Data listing
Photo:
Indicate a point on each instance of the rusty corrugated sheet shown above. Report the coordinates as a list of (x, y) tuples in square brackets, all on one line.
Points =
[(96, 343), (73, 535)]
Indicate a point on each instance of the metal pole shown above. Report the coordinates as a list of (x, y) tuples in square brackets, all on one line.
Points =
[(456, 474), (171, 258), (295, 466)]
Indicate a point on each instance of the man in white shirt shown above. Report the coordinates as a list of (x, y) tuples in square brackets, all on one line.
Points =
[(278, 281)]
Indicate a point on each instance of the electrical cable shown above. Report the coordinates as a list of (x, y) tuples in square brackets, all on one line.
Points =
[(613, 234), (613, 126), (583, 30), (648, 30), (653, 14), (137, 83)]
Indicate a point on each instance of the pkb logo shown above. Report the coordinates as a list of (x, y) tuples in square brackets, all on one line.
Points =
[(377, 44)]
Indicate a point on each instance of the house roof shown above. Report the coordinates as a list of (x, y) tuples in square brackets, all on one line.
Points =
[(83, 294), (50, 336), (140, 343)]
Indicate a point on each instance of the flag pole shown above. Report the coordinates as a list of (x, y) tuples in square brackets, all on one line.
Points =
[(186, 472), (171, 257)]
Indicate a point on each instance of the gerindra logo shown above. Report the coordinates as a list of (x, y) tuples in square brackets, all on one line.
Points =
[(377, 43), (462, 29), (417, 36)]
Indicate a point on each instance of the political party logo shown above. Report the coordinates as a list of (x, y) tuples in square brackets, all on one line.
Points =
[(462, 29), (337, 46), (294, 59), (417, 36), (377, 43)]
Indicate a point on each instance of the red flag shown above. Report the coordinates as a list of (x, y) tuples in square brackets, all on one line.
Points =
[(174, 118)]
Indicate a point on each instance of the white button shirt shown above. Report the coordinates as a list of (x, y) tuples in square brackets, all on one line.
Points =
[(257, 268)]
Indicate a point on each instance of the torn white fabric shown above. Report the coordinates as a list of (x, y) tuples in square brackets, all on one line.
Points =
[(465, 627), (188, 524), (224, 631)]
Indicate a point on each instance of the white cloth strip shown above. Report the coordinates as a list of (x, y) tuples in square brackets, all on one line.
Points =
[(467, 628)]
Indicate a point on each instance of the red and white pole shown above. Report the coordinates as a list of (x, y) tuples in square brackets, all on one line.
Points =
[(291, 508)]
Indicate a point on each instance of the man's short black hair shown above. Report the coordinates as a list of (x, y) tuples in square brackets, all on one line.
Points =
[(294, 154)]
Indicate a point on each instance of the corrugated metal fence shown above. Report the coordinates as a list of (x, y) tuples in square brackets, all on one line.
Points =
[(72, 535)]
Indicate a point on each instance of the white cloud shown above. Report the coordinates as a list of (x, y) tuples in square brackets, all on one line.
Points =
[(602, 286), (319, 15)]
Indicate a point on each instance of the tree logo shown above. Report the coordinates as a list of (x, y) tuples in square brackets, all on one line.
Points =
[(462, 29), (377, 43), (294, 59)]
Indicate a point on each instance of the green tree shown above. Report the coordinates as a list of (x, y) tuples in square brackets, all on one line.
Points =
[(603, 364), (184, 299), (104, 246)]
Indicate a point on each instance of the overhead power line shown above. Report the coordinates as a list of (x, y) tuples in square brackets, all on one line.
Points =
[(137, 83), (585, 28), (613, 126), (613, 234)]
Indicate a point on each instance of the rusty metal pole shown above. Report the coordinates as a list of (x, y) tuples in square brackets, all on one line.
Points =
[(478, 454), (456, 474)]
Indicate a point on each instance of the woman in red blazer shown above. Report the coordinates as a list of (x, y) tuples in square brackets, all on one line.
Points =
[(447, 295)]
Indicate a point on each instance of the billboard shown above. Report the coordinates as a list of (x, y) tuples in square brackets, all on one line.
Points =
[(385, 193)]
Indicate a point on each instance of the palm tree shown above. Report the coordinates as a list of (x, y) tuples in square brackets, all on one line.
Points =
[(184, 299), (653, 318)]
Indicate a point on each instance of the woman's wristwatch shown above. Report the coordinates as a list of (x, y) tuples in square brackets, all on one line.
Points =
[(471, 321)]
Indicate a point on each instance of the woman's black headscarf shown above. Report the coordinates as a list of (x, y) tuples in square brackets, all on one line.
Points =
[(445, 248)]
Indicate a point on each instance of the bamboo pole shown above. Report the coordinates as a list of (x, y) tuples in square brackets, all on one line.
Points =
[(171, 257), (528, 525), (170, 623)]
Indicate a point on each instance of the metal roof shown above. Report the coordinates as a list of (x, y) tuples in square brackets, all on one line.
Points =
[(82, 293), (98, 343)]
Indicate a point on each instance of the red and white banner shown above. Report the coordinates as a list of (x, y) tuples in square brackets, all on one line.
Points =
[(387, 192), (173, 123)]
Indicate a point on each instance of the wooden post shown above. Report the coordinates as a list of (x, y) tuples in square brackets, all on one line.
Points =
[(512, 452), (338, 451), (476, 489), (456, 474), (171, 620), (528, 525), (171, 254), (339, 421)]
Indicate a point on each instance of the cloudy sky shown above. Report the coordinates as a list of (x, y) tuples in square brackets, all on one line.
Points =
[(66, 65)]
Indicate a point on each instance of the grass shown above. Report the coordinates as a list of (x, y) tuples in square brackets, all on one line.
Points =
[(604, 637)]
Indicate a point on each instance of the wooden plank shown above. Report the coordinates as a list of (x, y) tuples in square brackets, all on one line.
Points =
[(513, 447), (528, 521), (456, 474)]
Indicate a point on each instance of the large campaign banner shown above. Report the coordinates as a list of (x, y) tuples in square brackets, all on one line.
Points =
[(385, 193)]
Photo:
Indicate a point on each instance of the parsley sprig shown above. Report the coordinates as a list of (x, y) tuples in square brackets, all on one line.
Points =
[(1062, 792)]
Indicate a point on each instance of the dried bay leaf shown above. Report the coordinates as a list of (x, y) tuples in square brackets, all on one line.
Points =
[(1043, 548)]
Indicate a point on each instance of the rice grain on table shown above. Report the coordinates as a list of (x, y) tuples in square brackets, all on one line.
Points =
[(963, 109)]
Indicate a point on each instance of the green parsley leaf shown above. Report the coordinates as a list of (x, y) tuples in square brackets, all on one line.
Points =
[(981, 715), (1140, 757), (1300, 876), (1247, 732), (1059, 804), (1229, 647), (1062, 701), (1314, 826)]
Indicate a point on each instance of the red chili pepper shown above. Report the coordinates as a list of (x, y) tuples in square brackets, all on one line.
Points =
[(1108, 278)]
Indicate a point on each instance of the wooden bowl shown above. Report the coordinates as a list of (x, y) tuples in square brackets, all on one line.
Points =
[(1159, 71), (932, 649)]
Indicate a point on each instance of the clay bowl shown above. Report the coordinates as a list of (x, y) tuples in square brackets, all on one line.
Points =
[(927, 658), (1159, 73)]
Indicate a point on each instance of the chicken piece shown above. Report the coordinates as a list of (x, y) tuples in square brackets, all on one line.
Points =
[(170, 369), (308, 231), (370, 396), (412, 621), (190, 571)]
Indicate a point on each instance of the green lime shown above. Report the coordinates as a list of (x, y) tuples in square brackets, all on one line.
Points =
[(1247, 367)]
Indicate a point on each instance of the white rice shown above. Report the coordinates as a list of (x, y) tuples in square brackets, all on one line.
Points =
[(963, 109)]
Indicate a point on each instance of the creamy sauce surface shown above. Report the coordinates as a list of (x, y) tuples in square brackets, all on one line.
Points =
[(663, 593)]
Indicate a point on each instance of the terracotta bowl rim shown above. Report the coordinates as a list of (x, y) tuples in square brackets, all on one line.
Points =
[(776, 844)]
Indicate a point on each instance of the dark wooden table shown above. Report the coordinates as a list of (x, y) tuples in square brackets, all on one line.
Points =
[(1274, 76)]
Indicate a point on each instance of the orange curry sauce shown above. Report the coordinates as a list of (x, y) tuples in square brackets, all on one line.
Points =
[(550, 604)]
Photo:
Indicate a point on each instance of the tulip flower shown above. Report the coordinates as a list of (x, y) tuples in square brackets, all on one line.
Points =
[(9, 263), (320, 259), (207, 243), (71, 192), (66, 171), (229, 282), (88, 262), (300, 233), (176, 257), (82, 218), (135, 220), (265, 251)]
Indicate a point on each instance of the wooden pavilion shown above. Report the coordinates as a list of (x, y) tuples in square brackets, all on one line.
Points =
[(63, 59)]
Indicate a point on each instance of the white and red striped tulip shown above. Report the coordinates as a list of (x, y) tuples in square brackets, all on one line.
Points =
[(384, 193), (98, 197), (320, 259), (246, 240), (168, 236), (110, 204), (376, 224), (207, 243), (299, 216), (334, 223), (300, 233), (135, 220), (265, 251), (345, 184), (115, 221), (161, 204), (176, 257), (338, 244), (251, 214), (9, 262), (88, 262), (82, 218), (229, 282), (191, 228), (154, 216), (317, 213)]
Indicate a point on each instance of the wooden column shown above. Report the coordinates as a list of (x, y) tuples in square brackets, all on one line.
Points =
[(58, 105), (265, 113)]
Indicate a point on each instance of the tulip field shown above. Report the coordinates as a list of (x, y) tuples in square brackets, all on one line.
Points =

• [WORK INSTRUCTIONS]
Reproduce the lines verbatim, starting from the first line and stopping after the line that contains "[(456, 474), (171, 258), (295, 466)]".

• [RESULT OF THIS TASK]
Photo:
Indicate a point on each instance of the rusty corrugated sheet shown above. Report the coordinates as a list of (x, y) tuples in square brackets, all on one line.
Points =
[(96, 343), (73, 535)]
Indicate a point on each instance of the metal pole shown above. Report the coordinates as a list of (x, y) tuples in square brackets, all on one line.
Points =
[(456, 474), (171, 258), (295, 466)]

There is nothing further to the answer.